Set down the data below without change, skipping the pictures it holds.
Top of RECORDS FOR THE EXERCISE
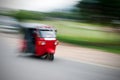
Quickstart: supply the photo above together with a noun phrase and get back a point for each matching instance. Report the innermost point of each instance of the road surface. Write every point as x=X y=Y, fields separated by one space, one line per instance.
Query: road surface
x=24 y=67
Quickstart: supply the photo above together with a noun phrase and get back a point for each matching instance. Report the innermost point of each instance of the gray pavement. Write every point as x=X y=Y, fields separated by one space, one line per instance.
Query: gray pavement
x=14 y=66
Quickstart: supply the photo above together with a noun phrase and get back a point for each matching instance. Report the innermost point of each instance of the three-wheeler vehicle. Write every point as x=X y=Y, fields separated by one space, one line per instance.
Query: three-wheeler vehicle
x=39 y=39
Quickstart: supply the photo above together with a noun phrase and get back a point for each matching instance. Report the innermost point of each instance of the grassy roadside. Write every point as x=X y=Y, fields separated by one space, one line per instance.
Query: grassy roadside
x=87 y=35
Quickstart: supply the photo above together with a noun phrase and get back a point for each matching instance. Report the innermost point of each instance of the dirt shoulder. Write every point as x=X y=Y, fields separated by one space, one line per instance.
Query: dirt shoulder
x=88 y=55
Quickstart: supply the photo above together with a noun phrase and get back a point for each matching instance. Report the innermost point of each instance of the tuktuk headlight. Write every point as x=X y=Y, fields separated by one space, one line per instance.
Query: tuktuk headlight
x=43 y=43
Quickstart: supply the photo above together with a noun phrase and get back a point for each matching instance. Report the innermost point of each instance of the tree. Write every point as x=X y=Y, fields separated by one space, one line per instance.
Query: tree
x=103 y=11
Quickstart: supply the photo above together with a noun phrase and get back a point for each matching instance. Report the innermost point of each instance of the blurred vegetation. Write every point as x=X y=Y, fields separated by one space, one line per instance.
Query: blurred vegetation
x=81 y=34
x=100 y=11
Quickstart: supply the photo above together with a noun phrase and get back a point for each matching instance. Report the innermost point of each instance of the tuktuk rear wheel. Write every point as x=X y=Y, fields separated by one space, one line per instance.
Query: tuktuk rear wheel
x=51 y=57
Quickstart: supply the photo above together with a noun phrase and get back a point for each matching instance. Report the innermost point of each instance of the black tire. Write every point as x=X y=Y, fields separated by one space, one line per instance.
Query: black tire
x=51 y=57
Bottom of RECORDS FOR THE EXERCISE
[RESPONSE BOX]:
Quickstart: supply the photo above together with a noun phrase and get back a point for each matching instance. Report the innermost point of each instance of the road surface. Write every point as x=X y=Y, fields separated by one space, one line per instance.
Query: road surface
x=24 y=67
Quickstart: supply the photo above together with a noun phrase and get back a point for each matching instance. Report the innermost point of each instance of the gray pavement. Write every point as x=X y=Y, fields separated by one space, one line per instance.
Query: gray pavement
x=14 y=66
Quickstart: supply the photo above together with a noun phrase and get back a point for each matching instance. Report the innermost point of each instance of the three-wheeler vehicle. Write every point as x=X y=Y, fields separated by one space, one line per instance.
Query: three-wheeler vehicle
x=39 y=39
Quickstart: supply the photo above together with a noun phrase and get back a point for each matching instance. Report the innermost point of each instance of the grassy roadside. Write every point as x=X y=Y, fields separated by one space, one line per instance.
Query: grassy roadside
x=87 y=35
Quickstart: supply the photo above together with a noun phrase and get back a point for each matching instance. Report the innermost point of each instance of the dirt shoulder. Write every point as x=X y=Y, fields separated by one space, one line per instance.
Query: dirt shoulder
x=88 y=55
Quickstart: supply the photo above together with a noun phrase and get back a point for each matching instance. Report the innermost point of each instance of the tuktuk headlight. Write every point as x=X y=Y, fields separated by one space, one line per instance.
Query: tuktuk headlight
x=43 y=43
Quickstart: supply the photo above together with a noun phrase and get back a point for each matching instance. Report the innermost point of each instance of the tree. Write every point as x=X y=Y, fields separated by one space, one line per instance.
Query: tree
x=103 y=11
Quickstart: supply the photo above together with a noun phrase and get back a point for each matching instance. Report the innermost point of each instance of the blurred vegetation. Write every point as x=X y=Y, fields separated by one space, one line per instance.
Query: blurred vegetation
x=81 y=34
x=100 y=11
Quickstart: supply the photo above together with a noun phrase and get back a point for each matching instance. Report the innermost point of each instance of the tuktuk rear wheel. Write every point as x=X y=Y, fields separated by one space, one line per instance.
Query: tuktuk rear wheel
x=51 y=57
Quickstart: supply the photo above together with a noun phrase and get back a point for each matching instance. Report the innermost point of each instance of the black tire. Write every point as x=X y=Y, fields separated by one space, one line per instance.
Query: black tire
x=51 y=57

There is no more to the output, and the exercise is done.